The crop circles experts who say that do not understand how the very human artists make the crop circles.
It is true, absolutely, "the passage of a stomping board would undoubtedly not have done that."
Warning: if you are "totally convinced", you perhaps built a mental image of these "anomalies" in which your imagination makes you mentally visualize very complex interlacings, refined interlacings as complex as your grandmother's knitting. No, it is not so at all, do not get carried away by your imagination. The so-called interlacing is only about packs of stems flattened in one direction, with other packs lying in another direction, nothing more fantastic:
So, this is true, absolutely, "the passage of a stomping board would undoubtedly not have done that."
Still, it would be nice id some day the cerealogists would come to understand that before using the stomping boards, the artists use their feet, if only to walk to parts of field to trace the crop circle to be made by stomping!
These "small surfaces" lying in a direction different from the surfaces flattened by the stomping boards, are often found "hidden" underneath the more stems flattened by using the stomping boards. These are very simply the traces of the passages by foot of the artists who make the crop circles. But the majority of the cerealogists do not realize it, and, how ironic, by pure ignorance, they believe that these obvious evidence of the passage of the men in the formation are a proof of its non-human origin.

Records supplied —
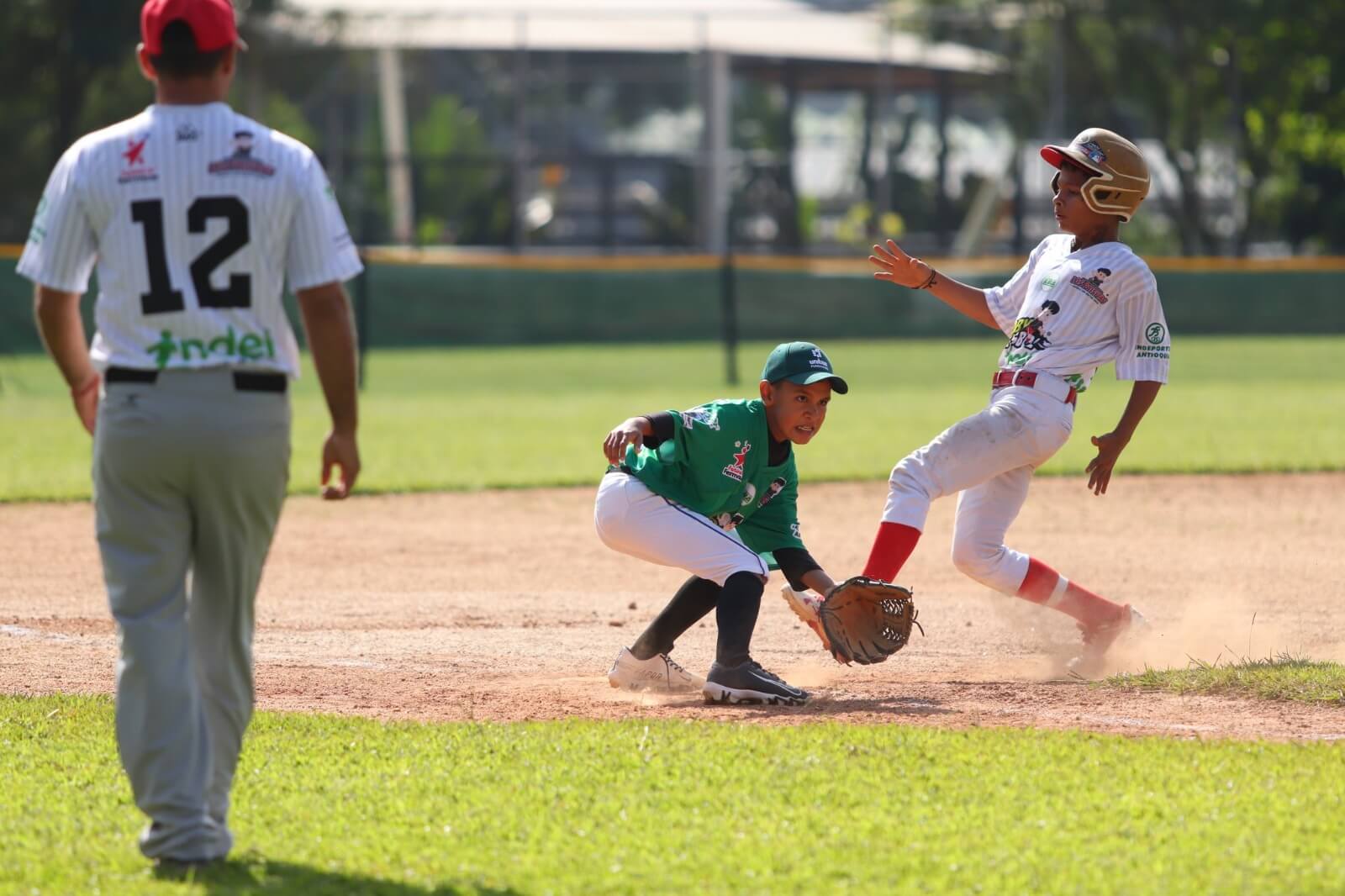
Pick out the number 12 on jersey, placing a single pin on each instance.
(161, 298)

--

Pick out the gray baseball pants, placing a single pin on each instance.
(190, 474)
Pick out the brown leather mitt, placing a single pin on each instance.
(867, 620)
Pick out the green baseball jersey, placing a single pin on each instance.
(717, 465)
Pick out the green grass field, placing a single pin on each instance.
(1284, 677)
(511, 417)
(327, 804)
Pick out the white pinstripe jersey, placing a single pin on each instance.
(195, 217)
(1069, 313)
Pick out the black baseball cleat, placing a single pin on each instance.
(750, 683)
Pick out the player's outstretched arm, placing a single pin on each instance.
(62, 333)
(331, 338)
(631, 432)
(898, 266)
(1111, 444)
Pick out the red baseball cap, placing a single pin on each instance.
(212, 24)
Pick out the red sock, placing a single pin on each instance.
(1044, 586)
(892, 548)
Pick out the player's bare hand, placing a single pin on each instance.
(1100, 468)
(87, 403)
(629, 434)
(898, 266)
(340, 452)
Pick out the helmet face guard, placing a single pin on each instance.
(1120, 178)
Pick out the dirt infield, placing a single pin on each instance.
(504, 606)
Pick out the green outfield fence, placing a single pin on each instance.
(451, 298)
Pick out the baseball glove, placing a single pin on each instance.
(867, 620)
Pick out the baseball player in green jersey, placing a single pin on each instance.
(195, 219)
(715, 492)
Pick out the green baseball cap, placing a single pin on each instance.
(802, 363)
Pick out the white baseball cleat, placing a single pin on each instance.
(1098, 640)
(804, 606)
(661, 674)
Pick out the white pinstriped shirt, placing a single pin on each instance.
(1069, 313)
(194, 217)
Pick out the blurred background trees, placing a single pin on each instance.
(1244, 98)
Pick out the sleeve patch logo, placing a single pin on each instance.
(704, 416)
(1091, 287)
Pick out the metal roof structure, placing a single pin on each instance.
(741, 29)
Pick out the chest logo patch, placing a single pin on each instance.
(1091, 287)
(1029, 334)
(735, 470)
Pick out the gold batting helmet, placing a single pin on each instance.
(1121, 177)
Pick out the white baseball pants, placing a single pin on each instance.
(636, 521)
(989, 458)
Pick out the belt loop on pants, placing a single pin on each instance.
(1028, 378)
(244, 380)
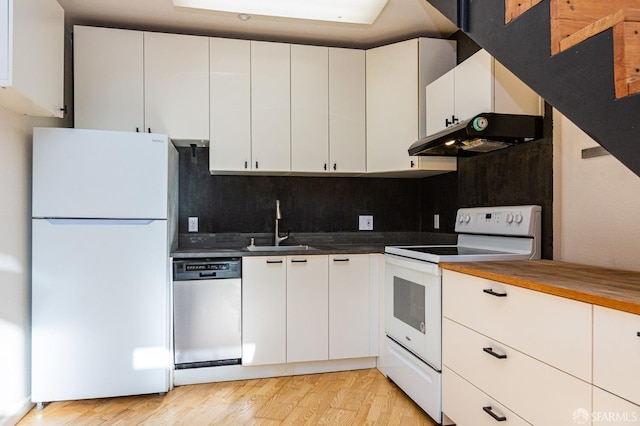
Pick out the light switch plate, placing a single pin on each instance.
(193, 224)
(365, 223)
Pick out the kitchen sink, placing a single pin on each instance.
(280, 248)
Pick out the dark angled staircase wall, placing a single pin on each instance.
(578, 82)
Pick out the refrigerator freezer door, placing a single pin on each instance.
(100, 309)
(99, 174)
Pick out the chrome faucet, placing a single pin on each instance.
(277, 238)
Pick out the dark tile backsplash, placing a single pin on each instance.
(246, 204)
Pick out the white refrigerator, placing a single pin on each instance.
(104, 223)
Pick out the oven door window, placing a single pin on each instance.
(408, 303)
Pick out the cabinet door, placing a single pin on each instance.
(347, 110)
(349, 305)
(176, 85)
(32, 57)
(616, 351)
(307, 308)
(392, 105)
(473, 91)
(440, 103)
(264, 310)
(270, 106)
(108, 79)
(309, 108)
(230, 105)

--

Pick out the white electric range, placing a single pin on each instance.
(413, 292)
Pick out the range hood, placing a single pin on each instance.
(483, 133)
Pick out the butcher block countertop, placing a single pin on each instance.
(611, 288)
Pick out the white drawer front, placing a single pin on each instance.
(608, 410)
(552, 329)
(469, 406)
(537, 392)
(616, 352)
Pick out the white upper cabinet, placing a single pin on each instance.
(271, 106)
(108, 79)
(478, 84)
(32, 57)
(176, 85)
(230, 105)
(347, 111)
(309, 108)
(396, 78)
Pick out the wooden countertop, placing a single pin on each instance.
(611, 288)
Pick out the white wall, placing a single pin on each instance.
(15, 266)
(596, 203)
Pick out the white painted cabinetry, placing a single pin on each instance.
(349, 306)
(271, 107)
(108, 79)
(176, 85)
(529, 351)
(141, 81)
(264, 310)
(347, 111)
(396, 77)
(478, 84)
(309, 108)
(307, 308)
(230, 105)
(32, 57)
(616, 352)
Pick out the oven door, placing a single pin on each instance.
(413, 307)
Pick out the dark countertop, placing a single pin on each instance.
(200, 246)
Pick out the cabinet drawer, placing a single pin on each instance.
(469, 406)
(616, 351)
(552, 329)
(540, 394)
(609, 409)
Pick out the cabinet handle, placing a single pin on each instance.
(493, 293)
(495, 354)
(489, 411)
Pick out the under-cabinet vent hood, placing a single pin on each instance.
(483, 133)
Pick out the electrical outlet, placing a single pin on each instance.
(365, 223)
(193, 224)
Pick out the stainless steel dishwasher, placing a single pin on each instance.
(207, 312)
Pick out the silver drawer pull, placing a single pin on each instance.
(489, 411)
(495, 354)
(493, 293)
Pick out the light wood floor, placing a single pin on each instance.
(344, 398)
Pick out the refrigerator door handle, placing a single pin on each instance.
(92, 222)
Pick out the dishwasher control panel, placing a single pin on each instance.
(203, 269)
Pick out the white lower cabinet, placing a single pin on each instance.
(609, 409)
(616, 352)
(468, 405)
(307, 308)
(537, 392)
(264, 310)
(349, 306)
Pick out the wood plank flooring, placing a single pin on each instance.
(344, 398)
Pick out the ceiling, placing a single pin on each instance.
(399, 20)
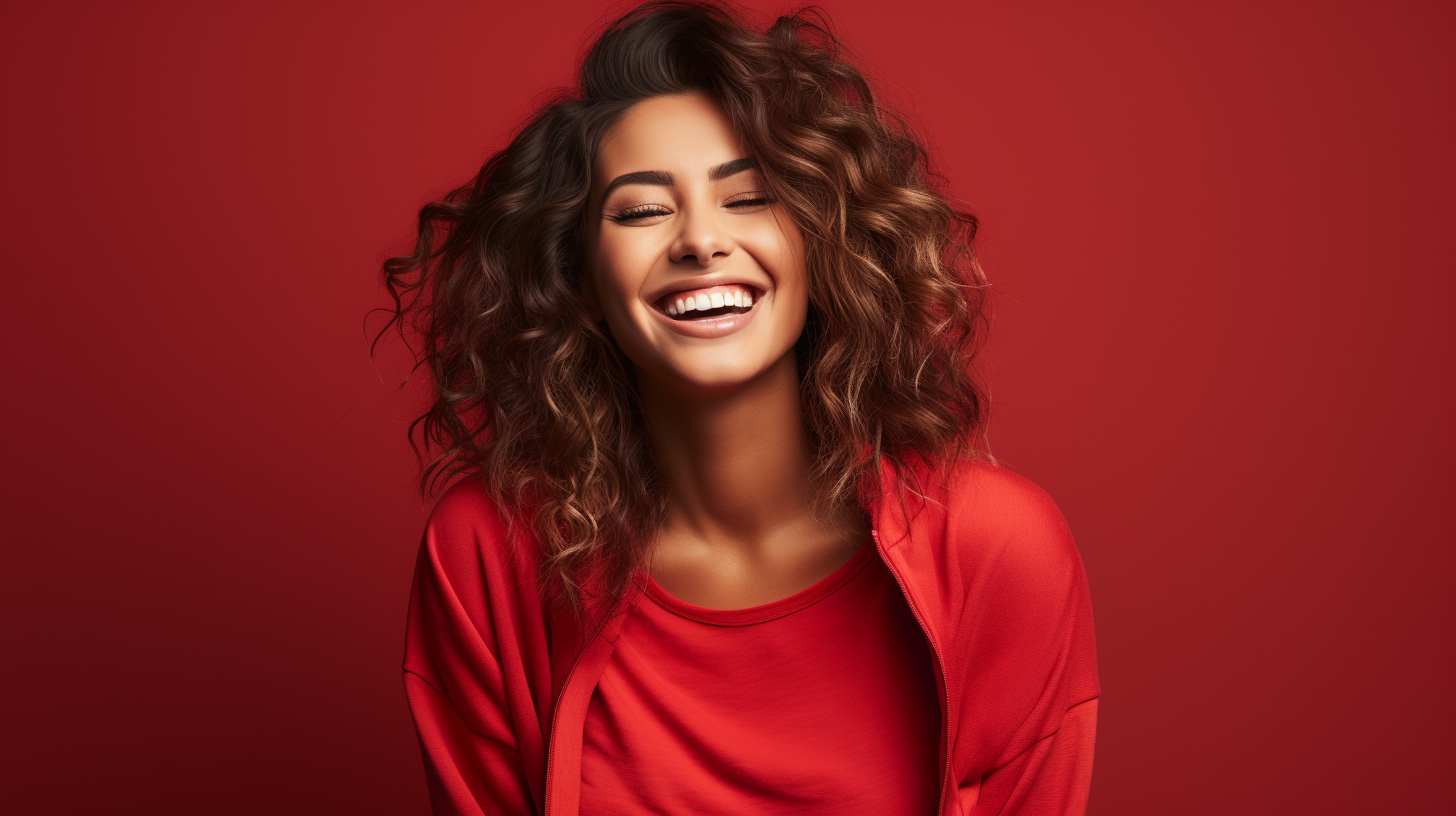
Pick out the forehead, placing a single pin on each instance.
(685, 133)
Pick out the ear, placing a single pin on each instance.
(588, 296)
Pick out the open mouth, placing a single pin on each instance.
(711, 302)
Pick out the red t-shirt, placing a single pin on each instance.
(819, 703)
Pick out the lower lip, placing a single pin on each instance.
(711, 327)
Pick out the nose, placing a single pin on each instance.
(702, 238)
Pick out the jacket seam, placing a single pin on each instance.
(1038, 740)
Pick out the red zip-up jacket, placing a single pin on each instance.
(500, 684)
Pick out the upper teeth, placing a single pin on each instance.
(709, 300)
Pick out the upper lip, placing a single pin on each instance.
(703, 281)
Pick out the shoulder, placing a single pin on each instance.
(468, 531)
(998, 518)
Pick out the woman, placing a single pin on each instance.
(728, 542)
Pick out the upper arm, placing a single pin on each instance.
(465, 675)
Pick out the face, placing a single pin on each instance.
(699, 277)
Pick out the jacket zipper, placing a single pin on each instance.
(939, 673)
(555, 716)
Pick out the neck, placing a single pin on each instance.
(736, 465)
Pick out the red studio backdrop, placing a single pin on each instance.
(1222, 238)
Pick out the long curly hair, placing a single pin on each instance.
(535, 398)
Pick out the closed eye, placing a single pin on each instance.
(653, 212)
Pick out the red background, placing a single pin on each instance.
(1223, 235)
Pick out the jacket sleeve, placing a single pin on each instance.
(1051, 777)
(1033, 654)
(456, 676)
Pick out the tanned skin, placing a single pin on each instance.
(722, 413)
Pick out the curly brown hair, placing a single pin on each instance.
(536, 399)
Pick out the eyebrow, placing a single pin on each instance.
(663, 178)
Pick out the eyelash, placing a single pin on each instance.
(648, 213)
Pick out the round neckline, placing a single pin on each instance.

Task set —
**A)** In the crop circle passage, what are the "small surfaces" lying in a different direction from the stomped areas?
**B)** Carry on the crop circle passage from its final sentence.

Outputs for the tasks —
**A)** They are the traces left by the artists walking through the field on foot.

**B)**
That's the case with the argument "he showed that corn thatches were lying in one direction, but that the perimeter of this crop circle was flattened in the opposed direction, but on a very reduced width of some thatches only."
Every sensible ufologists and people who know how the crop circles are made know about that, and know why it is like that.
But the "crop circles experts" who put forward their so-called expertise do not know that. After almost 30 years of crop circles, and although they visited sometimes dozens of crop circles in person, they still haven't got it.
Quite simply, when you make a crop circle, which is often (*) based on a circular or round part, you start by tracing the border of the circle, with your feet!
On circlemaker stands in the center of the circle to trace, holding a rope (if the artist were alone, he would use a stake.) The other circlemaker holds the other end of the rope, and walks the circle flattening its circumference with his feet. This is simply because doing it with the stomping board is not very practical, as you need both hands to use the stomping board (*): |
The circumference being traced by foot, the interior of the circle can be flattened at "full speed" with the infamous stomping board. Obviously, there is no particular reason to turn around the center only in one direction. Tha artist can have traced the circumference clockwise and then flatten the the interior in the counter-clockwise direction. This is in no way evidence of paranormal or extraterrestrial intervention.
This is the explanation of this pseudo "anomaly" formulated by William Betts as: "corn thatches were lying in one direction, but the perimeter of this crop circle was flattened in the opposed direction, but on a very reduced width of a few thatches."
These "interlacings" and differently flattened contours are absolutely not evidence that there are crop circles made by the aliens or mysterious military/paranormal/alien/interdimensional beams or mischievious waves. Quite to the contrary, they are the signs of the passage of the artists and the sign of their techniques.
Do you recognize them?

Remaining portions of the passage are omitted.